**Sumber**.
========================

Sehingga, masyarakat bisa mencapai pemikiran yang kritis dan juga tidak mudah
bergantungan terhadap orang lain. Masyarakat bertingkah laku bukan cuma hanya
sesuai kebenaran, tetapi juga masyarakat mampu benar-benar menerapkan dan
mempertanggung jawabkan apa atas tingkah lakunya.
Disamping itu juga, ideologi bisa diartikan juga sebagai hasil dari
sebuah gagasan atau ide yang telah direnungkan oleh manusia dan diterapkan
dalam kehidupannya. Sebab manusia selalu berfikir dan tidak akan berhenti
berfikir kecuali kematian. Meskipun kita dapat beranggapan bahwa manusia
sebagai makhluk rasional memiliki kehendak murni (pure will), sejak mereka
dipengaruhi oleh keinginan-keinginan dan motif-motif indriawi kita dapat
menganggap mereka memiliki kehendak suci (holly will), kehendak menolak maksim
(ajaran ringkas) apa pun yang bertentangan dengan hukum moral tersebut[6]. Maka
manusia bukan cuma hanya dapat untuk mengabulkan semua keinginannya tetapi
bagaimana memaksimalkan untuk menerapkan pemahaman pemikiran tersebut menjadi
sesuatu yang dapat diterapkan dalam masyarakat yang luas.
Selain itu, bagaimana mengarahkan ideologi menjadi hal-hal yang
positif dan juga menjadi kreatif yang bisa menjadikan masyarakat yang terbeda
dan tidak menjadi suatu kaum yang bersifat sama. Seperti dalam hal pemikiran,
kreatifitas dan juga pembicaraan atau perkataan. Tentang retorika, perhatikan
ayat berikut ini, “Berilah nasihat dan berbicaralah kepada mereka dengan
pembicaraan yang menyentuh jiwa. (qaulan baligha) (QS.An-Nisa:63). Simak pula
sabda Nabi yang memperteguh ayat ini, “Inna ba’dha al-byani lashirun.

========================

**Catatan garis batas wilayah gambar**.
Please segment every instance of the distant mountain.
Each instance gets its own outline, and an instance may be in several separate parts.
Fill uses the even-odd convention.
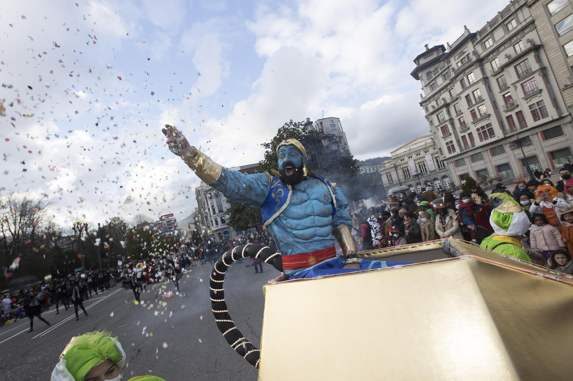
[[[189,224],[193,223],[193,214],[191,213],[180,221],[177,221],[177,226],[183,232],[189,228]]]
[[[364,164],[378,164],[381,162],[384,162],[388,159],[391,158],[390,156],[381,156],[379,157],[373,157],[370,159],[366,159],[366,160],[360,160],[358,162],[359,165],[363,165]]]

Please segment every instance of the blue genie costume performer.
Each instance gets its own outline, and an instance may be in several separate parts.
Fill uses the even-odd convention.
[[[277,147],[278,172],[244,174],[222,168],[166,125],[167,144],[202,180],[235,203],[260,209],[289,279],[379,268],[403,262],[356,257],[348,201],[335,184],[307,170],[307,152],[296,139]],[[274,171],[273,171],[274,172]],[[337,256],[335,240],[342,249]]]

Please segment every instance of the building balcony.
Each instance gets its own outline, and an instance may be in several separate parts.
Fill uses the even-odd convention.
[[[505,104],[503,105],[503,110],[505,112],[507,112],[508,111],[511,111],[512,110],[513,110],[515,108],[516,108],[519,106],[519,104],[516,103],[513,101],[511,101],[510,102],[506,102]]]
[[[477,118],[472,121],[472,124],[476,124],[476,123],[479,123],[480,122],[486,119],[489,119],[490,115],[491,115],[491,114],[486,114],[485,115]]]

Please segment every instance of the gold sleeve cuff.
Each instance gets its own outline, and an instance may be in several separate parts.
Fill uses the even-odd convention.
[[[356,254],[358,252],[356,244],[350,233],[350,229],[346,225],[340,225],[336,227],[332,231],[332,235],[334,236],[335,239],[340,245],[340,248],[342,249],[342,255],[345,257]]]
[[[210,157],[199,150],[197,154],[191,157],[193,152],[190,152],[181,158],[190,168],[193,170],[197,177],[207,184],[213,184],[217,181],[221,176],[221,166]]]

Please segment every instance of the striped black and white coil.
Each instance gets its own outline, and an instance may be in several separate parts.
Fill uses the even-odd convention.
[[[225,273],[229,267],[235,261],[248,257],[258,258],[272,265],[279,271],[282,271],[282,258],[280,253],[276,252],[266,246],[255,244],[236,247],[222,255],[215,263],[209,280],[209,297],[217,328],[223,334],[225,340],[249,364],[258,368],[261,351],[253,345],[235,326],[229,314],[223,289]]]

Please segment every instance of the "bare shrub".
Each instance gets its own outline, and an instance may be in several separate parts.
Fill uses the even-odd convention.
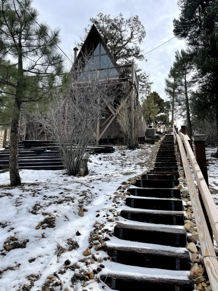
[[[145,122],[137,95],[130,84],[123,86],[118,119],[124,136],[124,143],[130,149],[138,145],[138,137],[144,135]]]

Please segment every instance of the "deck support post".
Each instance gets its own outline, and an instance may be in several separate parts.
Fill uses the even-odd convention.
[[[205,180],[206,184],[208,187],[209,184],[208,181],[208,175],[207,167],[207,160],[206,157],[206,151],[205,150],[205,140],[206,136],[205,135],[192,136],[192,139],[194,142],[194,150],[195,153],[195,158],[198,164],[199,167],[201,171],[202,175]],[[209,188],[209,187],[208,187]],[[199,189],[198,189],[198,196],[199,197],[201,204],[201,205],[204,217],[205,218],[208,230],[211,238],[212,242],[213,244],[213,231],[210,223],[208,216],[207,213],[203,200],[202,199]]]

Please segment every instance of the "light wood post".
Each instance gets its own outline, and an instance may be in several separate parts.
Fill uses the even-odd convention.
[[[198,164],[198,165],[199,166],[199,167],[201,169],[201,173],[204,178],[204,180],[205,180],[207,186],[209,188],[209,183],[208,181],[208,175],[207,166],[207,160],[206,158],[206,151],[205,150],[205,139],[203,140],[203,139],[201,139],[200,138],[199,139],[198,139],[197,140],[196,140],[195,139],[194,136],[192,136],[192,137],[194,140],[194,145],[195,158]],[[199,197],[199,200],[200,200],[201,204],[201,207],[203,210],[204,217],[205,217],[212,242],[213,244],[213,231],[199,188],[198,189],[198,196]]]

========================

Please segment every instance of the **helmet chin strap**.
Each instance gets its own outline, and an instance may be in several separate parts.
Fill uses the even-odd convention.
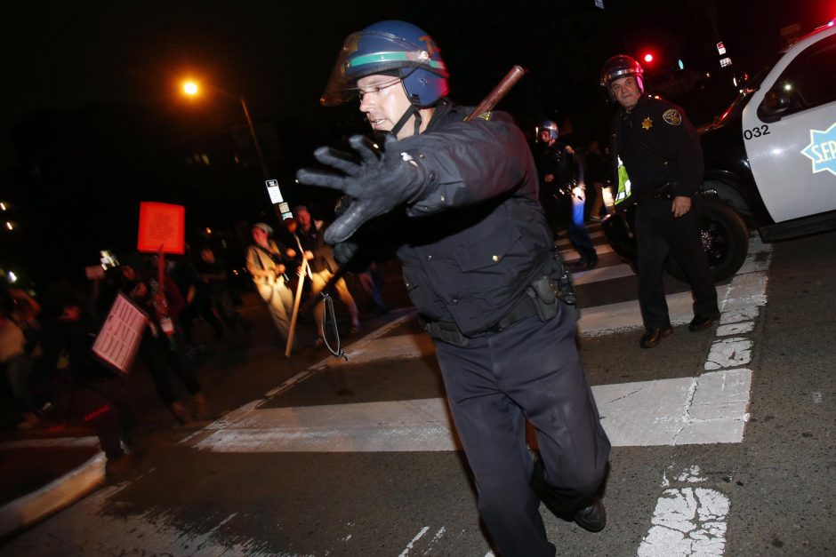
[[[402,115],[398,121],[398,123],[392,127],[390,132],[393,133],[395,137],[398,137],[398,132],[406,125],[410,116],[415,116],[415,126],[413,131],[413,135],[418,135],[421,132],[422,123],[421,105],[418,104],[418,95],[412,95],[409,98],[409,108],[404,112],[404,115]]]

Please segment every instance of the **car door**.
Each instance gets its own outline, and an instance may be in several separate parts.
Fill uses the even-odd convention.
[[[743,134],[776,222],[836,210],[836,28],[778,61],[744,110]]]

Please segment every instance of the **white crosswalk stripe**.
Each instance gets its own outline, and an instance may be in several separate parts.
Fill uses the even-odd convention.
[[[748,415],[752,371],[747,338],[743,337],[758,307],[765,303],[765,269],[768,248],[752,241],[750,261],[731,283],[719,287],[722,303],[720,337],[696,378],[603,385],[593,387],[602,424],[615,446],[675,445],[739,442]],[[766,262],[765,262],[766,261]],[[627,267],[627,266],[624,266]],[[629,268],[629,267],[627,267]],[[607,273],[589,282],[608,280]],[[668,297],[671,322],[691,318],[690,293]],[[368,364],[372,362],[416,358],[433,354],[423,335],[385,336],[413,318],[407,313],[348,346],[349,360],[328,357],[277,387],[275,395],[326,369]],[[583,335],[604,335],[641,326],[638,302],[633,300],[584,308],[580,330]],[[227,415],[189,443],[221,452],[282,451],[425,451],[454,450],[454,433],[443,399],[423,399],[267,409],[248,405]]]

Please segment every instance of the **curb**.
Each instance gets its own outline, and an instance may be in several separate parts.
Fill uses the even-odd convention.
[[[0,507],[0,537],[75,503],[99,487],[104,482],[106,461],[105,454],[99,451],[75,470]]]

========================

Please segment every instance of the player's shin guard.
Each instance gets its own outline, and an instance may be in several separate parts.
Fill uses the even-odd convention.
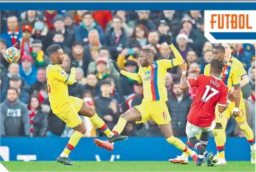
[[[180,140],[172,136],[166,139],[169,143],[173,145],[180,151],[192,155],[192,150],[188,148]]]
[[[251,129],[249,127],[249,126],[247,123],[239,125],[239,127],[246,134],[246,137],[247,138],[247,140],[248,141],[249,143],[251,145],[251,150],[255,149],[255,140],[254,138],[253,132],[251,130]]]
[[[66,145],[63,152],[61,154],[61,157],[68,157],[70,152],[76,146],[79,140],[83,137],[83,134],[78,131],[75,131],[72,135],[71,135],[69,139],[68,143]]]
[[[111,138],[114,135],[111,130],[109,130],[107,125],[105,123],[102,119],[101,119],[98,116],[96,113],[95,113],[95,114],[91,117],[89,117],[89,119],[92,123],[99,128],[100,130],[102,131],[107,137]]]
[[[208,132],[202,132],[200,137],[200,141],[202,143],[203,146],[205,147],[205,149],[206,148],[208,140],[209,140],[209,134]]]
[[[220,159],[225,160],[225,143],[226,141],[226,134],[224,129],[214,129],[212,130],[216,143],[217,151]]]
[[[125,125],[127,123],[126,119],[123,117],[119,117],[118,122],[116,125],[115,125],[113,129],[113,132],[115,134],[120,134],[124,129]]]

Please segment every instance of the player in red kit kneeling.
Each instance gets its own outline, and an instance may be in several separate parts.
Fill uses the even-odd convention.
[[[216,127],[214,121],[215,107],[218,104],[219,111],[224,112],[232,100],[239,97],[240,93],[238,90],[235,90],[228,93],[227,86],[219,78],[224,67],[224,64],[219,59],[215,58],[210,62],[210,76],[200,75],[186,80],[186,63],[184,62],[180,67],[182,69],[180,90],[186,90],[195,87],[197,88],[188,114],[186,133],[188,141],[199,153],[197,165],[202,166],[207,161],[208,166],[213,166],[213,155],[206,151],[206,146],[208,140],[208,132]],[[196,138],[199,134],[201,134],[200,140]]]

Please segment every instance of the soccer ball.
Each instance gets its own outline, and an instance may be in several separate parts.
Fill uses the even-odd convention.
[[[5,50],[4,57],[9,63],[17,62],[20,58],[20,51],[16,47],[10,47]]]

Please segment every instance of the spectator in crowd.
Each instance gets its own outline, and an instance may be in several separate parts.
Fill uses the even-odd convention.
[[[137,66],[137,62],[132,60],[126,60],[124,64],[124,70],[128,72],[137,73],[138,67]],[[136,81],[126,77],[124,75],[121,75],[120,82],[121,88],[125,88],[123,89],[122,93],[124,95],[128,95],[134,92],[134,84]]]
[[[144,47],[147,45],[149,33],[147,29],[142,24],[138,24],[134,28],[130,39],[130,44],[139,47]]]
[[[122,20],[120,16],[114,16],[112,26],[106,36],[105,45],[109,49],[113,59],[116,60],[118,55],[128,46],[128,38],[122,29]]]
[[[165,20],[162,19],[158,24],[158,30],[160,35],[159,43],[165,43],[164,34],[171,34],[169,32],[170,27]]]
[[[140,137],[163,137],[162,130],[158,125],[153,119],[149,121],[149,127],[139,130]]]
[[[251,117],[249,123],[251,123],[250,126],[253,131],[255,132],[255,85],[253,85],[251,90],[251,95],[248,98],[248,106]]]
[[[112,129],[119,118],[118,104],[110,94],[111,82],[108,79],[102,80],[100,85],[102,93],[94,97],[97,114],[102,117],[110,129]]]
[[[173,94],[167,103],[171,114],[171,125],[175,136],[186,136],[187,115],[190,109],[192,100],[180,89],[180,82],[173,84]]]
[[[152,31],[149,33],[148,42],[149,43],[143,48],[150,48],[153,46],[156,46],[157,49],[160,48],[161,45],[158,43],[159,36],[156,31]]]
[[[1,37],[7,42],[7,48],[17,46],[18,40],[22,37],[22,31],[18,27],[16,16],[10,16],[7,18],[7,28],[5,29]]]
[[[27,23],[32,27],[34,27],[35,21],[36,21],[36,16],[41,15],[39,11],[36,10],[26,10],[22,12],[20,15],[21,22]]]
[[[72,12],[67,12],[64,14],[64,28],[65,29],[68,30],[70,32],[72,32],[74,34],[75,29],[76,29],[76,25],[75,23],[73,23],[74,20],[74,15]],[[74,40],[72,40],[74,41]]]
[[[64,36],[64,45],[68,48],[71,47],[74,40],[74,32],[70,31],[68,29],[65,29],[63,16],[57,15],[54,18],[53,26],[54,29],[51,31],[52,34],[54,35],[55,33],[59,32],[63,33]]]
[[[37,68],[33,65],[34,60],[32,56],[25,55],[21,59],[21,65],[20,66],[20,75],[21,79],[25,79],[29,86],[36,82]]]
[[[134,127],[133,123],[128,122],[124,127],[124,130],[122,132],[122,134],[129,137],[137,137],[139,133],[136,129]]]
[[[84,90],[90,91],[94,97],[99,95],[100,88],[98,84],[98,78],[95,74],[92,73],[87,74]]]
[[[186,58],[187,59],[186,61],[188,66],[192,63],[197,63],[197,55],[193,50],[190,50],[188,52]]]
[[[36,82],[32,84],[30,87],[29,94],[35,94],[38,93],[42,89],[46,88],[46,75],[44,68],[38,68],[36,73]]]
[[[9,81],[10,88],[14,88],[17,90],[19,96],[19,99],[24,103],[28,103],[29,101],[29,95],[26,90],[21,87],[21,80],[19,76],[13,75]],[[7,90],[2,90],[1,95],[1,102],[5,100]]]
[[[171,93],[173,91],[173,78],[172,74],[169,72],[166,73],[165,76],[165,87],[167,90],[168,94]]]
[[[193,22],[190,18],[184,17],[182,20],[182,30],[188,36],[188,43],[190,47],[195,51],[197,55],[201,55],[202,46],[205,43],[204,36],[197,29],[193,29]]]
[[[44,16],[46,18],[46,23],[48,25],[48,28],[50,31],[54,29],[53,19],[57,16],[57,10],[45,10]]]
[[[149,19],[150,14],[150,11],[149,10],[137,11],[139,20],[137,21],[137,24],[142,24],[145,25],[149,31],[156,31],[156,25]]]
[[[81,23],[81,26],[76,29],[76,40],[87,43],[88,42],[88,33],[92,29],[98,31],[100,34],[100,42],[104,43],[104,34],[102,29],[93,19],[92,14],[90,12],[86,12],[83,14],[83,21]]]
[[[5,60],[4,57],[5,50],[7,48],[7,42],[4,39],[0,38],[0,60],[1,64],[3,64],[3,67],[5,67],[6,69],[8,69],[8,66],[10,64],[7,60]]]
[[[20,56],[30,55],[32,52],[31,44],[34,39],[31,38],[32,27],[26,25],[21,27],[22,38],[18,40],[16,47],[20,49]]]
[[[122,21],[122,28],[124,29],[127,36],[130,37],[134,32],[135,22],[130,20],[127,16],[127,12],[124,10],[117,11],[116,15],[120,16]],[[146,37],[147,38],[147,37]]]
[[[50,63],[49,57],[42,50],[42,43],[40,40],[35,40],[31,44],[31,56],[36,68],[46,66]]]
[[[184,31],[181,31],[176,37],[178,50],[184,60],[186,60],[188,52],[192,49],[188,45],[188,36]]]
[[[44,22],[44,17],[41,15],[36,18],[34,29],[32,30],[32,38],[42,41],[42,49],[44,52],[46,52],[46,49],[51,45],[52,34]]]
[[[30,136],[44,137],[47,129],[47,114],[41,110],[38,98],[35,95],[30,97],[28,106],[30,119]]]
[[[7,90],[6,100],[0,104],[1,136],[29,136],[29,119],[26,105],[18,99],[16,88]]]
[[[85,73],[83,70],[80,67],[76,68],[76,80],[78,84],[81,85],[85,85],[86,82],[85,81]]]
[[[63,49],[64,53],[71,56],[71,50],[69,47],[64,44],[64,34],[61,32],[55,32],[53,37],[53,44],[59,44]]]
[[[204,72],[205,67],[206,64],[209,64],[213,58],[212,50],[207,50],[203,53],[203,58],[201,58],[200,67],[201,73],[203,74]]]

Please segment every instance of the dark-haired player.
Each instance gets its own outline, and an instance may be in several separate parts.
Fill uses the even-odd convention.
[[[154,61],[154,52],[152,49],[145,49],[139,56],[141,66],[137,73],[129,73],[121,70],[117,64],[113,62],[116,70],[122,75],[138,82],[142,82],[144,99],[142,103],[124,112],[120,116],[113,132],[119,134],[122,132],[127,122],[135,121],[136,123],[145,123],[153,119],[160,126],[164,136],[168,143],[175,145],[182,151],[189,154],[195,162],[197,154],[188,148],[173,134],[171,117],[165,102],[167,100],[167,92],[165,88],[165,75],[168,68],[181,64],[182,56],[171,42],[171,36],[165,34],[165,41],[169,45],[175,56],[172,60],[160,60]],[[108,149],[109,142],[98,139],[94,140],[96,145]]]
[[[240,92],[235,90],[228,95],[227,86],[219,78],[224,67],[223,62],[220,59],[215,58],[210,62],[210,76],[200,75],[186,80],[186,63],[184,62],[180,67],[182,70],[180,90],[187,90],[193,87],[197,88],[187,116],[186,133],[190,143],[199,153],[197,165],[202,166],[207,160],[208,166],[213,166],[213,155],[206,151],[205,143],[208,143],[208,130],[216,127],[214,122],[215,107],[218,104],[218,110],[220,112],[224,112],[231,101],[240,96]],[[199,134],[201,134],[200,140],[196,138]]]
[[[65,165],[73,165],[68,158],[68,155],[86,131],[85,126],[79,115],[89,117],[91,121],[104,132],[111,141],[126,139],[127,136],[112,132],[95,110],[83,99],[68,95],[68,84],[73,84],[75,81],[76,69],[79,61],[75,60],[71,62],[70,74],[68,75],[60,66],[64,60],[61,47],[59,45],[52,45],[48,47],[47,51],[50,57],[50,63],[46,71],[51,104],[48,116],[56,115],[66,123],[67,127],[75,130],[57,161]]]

========================

**Tujuan**.
**1)** Tuliskan ulang dengan persis bagian teks tentang ideologi mulai dari "Selain itu, bagaimana" sampai dengan "ba’dha al-byani lashirun.".
**2)** Menurut teks tentang ideologi, apa satu-satunya hal yang membuat manusia berhenti berpikir?

**Jawaban**.
**1)**
Selain itu, bagaimana mengarahkan ideologi menjadi hal-hal yang
positif dan juga menjadi kreatif yang bisa menjadikan masyarakat yang terbeda
dan tidak menjadi suatu kaum yang bersifat sama. Seperti dalam hal pemikiran,
kreatifitas dan juga pembicaraan atau perkataan. Tentang retorika, perhatikan
ayat berikut ini, “Berilah nasihat dan berbicaralah kepada mereka dengan
pembicaraan yang menyentuh jiwa. (qaulan baligha) (QS.An-Nisa:63). Simak pula
sabda Nabi yang memperteguh ayat ini, “Inna ba’dha al-byani lashirun.

**2)** Kematian.